** WORK TASK **
Every entry below must appear again, exactly as written.

** GIVEN ENTRIES **
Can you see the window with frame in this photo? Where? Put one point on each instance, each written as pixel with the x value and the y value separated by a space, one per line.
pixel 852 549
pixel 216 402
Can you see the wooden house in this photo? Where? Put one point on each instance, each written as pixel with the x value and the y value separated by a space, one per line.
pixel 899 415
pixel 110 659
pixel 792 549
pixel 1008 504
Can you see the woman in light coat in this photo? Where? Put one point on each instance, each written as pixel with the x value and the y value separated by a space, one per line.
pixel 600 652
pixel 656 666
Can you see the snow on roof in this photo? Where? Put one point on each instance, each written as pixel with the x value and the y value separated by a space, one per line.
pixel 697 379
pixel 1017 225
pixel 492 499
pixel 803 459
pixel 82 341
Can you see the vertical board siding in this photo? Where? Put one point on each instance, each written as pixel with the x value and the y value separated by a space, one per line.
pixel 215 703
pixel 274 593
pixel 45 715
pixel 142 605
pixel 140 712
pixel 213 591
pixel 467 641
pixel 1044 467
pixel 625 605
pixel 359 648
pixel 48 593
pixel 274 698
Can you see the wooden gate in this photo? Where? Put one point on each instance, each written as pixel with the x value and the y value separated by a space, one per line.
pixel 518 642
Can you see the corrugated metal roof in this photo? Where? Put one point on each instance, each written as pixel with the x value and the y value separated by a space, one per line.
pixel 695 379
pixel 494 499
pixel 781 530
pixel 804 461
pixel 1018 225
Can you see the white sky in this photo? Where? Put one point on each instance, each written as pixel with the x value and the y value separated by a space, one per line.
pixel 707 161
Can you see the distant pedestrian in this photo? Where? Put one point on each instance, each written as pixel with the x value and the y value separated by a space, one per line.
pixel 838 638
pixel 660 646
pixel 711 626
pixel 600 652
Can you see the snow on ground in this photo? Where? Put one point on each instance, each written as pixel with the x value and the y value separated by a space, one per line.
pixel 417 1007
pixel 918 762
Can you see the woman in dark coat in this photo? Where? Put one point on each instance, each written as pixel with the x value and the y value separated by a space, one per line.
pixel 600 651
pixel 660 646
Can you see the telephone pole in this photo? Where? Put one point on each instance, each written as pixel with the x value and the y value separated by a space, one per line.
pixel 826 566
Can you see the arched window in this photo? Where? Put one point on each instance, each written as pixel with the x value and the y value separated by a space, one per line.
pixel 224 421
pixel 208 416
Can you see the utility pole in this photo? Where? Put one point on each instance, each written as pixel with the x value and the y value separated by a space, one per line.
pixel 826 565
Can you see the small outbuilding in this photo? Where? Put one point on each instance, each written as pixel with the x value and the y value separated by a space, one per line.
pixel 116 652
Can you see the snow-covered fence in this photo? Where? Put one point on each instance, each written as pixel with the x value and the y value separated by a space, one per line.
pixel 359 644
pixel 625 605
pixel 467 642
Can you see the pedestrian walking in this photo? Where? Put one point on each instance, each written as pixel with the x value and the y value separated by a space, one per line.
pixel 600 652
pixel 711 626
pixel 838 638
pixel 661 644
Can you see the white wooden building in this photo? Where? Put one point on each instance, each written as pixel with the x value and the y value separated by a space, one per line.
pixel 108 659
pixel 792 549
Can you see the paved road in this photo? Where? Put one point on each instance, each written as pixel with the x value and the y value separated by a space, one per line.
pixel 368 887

** RESPONSE AREA **
Can you see the window with frame in this photo? Where? Put one point on each instance, each written as pixel with the x value and the y value separated by a space, one per line.
pixel 852 549
pixel 216 402
Can you see the wooden house in this photo? Where? Put one point on each instance, each written as pixel with the x value and the y value separated by a space, one per line.
pixel 899 415
pixel 110 659
pixel 792 549
pixel 1008 504
Can you see the woman in light coat in this photo? Where? Put one point on each instance, each written as pixel with the x value and the y value separated by a space, one per line.
pixel 600 652
pixel 656 666
Can you see the snow on roof in this photo? Where? Put one point on each instance, each written as pixel with the x value and the y value separated by a space, one per line.
pixel 697 379
pixel 1017 225
pixel 492 499
pixel 803 459
pixel 82 341
Can you see the vertical board siding in this photo? Where? Put one point on each instance, each written as pixel with the x value and the y value separated by a space, one per line.
pixel 215 703
pixel 274 593
pixel 45 715
pixel 142 605
pixel 140 712
pixel 213 591
pixel 467 641
pixel 1044 467
pixel 625 605
pixel 359 648
pixel 48 593
pixel 274 698
Can you see the wooden gate in this photo? Where? Put one point on each instance, each written as pixel with the x value and the y value separated by a space, one per line.
pixel 518 642
Can you see the corrugated metal roof in this photo? Where? Put one point on each instance, each written as pixel with the x value and the y value separated by a space, one per line.
pixel 695 379
pixel 494 499
pixel 781 530
pixel 804 461
pixel 1018 225
Can you see the white sky in this photo? Where? Put one point on each instance, each written as pixel with the x value and the y value separated by a space, one per line.
pixel 707 161
Can you see the distant pedestrian in this photo? Where? Put one point on each instance, each written as pixel with the x value and the y value separated by a space, one per line.
pixel 838 638
pixel 660 646
pixel 711 626
pixel 600 652
Can you see the snow on ground in this photo? Where? Put one point on each instance, each written as pixel with the x value and the y value separated by a space, one per line.
pixel 417 1007
pixel 918 762
Can you see the woman in dark coat in this photo? Where? Put one point on each instance, each written as pixel with the x value and the y value separated by a space, one per line.
pixel 600 651
pixel 660 646
Can you see the telephone pole in this photo? Where? Put one point on each instance, each written as pixel with the x value and the y value separated by a space, one per line.
pixel 826 566
Can you see the arched window in this photo? Where? Put one point on each instance, each written as pixel with the x value and the y value separated by a space, one per line.
pixel 224 421
pixel 208 416
Can you see the utility pole in this photo? Where? Put one point on each instance, each written as pixel with the x value and the y value separated by a space, one per line.
pixel 826 565
Can you see the small outbuilding in this photo? Where? Put one point on each instance, each written as pixel with the x value and the y value separated by a space, one per line.
pixel 116 652
Can you see the snow-covered fence in this photo? Where? Put one point on each instance, each written as pixel with the x value and the y value separated by a space, one per line.
pixel 359 644
pixel 625 605
pixel 467 642
Can you see the pedestrian walking in this photo? Where? Put one point on each instance, each written as pixel with the x value and the y value separated by a space, one per line.
pixel 600 652
pixel 711 626
pixel 838 638
pixel 661 644
Can you see the white wooden building in this photo? Where? Put one point on each instance, each written as pixel with the x value and the y value separated by a space, one per line.
pixel 108 659
pixel 792 549
Can you see the paved road in this photo? Where? Put one point on each instance, each written as pixel with the x value and the y value separated by a space, one per line.
pixel 368 887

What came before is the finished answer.